(TERAPKAN BACAAN)
1. Menurut artikel tentang pertumbuhan ekonomi kuartal I 2023, apa yang mendorong investasi sehingga berkontribusi pada pertumbuhan ekonomi? Jawab dalam satu hingga tiga kalimat.
2. Duplikasikan secara persis bagian artikel tentang pertumbuhan ekonomi kuartal I 2023, mulai dari kata-kata yang memuat "KONTAN.CO.ID - JAKARTA." dan berhenti setelah "belum lama ini.".

(BLOK TEKS)
• • • •

Reporter: Siti Masitoh | Editor: Handoyo .
KONTAN.CO.ID - JAKARTA. Para ekonom memperkirakan pertumbuhan ekonomi Indonesia pada kuartal I 2023 akan tumbuh hingga 5%.
Ekonom Center of Reform on Economics (CORE) Indonesia Yusuf Rendy Manilet menilai kontribusi konsumsi rumah tangga diperkirakan akan menjadi pendorong paling besar pada pertumbuhan di kuartal ini, yakni di kisaran 4,5% hingga 4,9%.
Meski begitu, kontribusi konsumsi rumah tangga pada periode ini akan relatif sedikit melambat jika dibandingkan dengan pertumbuhan pada periode yang sama di tahun lalu.
“Kami melihatnya peak dari dorongan konsumsi yang disebabkan oleh faktor seasonal baru akan terjadi di kuartal II nanti,” tutur Yusuf kepada Kontan.co.id, belum lama ini.
Sementara itu, untuk investasi akan berkontribusi ke pertumbuhan ekonomi dengan kisaran sebesar 4,7% hingga 5%. Menurutnya, investasi didorong oleh proyek pemerintah yang berkontribusi dari besaran realisasi belanja modal pada APBN.
Baca Juga: Pertumbuhan Ekonomi Indonesia Diproyeksi Capai Hingga 5,25% di Kuartal I-2023
Dari perkiraan tersebut, Yusuf optimistis pertumbuhan ekonomi Indonesia di kuartal I 2023 akan di kisaran 4,8% hingga 5%.
Dihubungi secara terpisah, Ekonom Makroekonomi dan Pasar Keuangan LPEM FEB UI Teuku Riefky juga sepakat pertumbuhan ekonomi Indonesia di periode tersebut akan sebesar 5%. Menurutnya, terdapat beberapa faktor pendorong yang berkontribusi pada ekonomi.
“Termasuk dibukanya PPKM sehingga mendorong konsumsi masyarakat,” kata Dia.

• • • •

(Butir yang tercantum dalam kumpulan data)

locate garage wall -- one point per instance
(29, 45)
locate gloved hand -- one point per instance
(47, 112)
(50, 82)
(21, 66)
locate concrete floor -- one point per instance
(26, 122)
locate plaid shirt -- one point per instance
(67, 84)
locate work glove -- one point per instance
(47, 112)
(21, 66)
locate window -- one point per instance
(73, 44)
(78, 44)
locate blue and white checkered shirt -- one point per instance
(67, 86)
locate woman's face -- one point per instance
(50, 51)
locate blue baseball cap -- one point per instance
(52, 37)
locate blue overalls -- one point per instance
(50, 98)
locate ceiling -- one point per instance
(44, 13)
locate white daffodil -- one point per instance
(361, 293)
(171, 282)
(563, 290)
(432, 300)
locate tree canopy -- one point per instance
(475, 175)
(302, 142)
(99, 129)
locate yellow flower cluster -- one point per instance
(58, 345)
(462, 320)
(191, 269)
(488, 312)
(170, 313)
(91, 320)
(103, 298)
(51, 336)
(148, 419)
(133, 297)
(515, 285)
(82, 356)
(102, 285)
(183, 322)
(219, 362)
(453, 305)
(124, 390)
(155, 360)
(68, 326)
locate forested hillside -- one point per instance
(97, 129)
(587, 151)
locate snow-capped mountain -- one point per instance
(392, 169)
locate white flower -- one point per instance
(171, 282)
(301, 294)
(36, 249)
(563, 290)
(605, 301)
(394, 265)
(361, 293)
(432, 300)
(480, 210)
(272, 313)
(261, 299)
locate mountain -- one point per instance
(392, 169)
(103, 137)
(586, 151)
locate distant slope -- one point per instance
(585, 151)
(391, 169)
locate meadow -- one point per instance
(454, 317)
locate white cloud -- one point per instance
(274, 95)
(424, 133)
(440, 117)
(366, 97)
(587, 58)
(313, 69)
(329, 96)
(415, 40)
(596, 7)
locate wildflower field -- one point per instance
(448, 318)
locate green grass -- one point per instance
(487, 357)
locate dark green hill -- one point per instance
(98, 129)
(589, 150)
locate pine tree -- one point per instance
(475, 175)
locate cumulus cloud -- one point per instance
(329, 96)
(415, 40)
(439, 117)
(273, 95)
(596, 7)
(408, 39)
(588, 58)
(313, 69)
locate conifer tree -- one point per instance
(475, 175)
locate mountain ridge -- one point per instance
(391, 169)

• • • •

(HASIL BERURUTAN)
1. Investasi didorong oleh proyek pemerintah. Proyek ini berkontribusi melalui besaran realisasi belanja modal pada APBN.

2.
KONTAN.CO.ID - JAKARTA. Para ekonom memperkirakan pertumbuhan ekonomi Indonesia pada kuartal I 2023 akan tumbuh hingga 5%.
Ekonom Center of Reform on Economics (CORE) Indonesia Yusuf Rendy Manilet menilai kontribusi konsumsi rumah tangga diperkirakan akan menjadi pendorong paling besar pada pertumbuhan di kuartal ini, yakni di kisaran 4,5% hingga 4,9%.
Meski begitu, kontribusi konsumsi rumah tangga pada periode ini akan relatif sedikit melambat jika dibandingkan dengan pertumbuhan pada periode yang sama di tahun lalu.
“Kami melihatnya peak dari dorongan konsumsi yang disebabkan oleh faktor seasonal baru akan terjadi di kuartal II nanti,” tutur Yusuf kepada Kontan.co.id, belum lama ini.